--- Exercise directions ---
Find and copy the lines in the records beneath this task that contain the word "wheel".

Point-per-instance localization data
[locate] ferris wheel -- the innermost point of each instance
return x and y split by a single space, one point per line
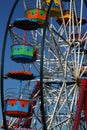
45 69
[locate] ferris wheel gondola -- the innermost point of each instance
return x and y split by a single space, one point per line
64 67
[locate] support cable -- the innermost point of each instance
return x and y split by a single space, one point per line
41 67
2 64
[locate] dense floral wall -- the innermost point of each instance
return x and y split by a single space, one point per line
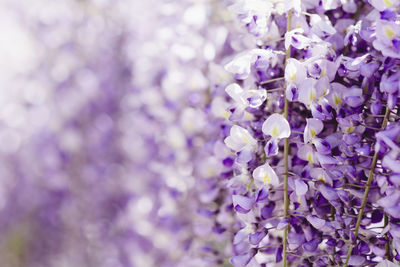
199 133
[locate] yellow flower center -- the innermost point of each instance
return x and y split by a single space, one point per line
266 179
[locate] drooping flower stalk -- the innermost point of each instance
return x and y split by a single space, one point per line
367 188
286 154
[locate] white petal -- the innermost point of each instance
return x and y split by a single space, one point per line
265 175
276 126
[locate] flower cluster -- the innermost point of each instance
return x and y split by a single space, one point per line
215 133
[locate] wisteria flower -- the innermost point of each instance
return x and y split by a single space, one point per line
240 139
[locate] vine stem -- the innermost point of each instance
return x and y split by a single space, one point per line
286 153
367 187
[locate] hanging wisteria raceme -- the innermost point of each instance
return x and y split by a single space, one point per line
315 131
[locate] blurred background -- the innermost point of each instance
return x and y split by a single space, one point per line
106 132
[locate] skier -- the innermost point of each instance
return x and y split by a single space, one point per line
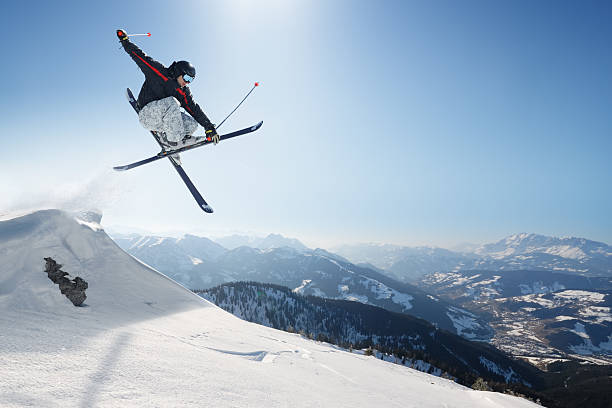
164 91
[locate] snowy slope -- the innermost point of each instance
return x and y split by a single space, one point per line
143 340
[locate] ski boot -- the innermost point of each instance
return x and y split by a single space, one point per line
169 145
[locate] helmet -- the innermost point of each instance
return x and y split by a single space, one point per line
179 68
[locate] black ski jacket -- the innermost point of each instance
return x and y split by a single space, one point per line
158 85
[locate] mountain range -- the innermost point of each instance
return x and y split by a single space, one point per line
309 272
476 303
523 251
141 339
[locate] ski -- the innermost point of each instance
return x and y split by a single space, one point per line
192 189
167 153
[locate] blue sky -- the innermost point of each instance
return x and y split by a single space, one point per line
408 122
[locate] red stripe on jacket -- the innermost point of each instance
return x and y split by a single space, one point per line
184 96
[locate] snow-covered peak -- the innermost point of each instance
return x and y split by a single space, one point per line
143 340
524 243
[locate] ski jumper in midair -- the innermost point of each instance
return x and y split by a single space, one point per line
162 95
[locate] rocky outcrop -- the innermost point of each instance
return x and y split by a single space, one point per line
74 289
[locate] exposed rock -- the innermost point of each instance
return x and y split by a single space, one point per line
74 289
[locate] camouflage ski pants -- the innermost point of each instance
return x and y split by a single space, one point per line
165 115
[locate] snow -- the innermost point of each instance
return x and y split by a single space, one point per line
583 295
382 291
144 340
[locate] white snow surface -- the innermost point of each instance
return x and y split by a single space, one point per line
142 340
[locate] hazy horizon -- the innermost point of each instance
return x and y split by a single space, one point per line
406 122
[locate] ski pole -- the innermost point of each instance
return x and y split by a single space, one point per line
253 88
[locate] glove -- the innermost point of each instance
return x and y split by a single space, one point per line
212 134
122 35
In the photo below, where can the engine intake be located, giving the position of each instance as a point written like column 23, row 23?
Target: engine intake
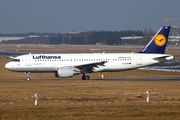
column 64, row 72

...

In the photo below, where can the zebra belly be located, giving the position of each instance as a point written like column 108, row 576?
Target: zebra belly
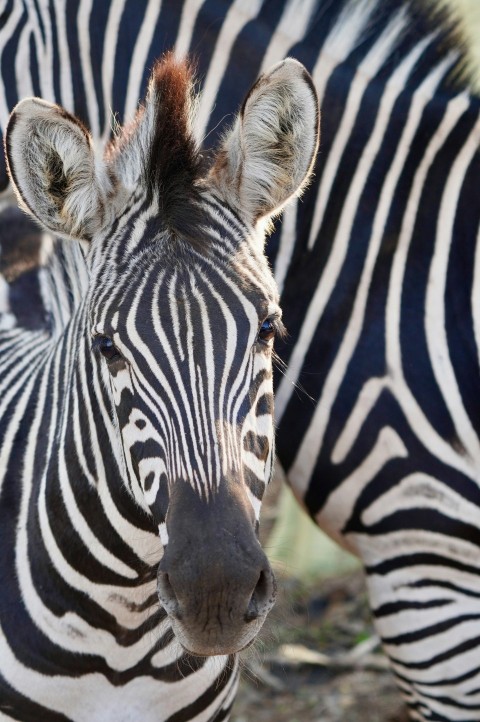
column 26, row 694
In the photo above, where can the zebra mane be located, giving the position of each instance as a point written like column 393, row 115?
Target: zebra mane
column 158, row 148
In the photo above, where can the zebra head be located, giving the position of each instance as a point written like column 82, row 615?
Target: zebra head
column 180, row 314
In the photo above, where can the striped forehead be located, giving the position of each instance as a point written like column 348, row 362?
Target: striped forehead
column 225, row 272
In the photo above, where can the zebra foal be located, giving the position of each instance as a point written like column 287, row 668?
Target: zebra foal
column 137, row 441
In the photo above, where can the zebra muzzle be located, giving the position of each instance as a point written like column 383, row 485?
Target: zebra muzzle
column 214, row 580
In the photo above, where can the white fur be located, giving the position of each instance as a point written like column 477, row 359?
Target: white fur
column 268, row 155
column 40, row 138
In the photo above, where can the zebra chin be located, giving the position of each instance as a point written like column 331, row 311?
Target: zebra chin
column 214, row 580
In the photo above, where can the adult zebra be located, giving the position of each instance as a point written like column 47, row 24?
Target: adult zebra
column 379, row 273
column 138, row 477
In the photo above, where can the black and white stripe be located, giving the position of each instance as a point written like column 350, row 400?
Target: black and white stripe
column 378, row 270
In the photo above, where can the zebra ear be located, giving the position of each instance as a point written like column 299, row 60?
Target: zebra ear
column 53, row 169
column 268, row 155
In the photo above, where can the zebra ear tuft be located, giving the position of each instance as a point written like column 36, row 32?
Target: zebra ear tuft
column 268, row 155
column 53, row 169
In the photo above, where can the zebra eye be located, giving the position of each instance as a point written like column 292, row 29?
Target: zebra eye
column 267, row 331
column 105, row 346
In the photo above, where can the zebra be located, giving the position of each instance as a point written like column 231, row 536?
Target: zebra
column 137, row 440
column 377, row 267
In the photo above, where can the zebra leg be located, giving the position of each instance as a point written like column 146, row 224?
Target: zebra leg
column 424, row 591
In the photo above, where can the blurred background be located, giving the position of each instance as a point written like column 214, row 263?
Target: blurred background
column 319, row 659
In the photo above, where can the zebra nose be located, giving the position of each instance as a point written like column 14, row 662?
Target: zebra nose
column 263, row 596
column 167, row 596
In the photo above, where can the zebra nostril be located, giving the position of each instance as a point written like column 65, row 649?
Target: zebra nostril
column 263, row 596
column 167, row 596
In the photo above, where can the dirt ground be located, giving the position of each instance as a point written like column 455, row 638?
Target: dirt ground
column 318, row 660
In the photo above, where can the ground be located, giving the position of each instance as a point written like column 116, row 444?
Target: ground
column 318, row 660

==

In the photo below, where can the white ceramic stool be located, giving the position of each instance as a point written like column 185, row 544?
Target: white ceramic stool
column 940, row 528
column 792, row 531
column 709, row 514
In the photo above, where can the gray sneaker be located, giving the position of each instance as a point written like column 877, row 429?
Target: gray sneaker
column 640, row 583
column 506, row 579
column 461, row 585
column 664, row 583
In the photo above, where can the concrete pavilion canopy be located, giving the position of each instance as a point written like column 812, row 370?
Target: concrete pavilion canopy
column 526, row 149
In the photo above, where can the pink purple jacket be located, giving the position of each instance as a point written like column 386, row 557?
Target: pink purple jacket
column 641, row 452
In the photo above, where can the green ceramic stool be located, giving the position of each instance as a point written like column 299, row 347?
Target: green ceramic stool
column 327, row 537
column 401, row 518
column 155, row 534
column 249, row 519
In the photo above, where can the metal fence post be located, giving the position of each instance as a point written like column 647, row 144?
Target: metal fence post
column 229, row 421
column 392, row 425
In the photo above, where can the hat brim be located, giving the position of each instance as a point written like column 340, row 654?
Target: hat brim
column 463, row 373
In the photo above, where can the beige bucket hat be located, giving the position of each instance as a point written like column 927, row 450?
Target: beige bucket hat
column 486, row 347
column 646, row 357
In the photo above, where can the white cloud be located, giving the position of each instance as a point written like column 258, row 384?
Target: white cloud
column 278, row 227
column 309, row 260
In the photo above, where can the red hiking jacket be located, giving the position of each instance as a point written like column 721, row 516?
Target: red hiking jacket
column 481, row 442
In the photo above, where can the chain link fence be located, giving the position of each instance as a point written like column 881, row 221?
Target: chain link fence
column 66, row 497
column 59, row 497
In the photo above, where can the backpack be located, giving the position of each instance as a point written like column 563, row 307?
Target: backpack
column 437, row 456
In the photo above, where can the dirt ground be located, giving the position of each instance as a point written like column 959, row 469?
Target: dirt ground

--- Response below ---
[locate] ferris wheel -- the innermost point of each instance
[locate] ferris wheel gondola -- the innermost point of each instance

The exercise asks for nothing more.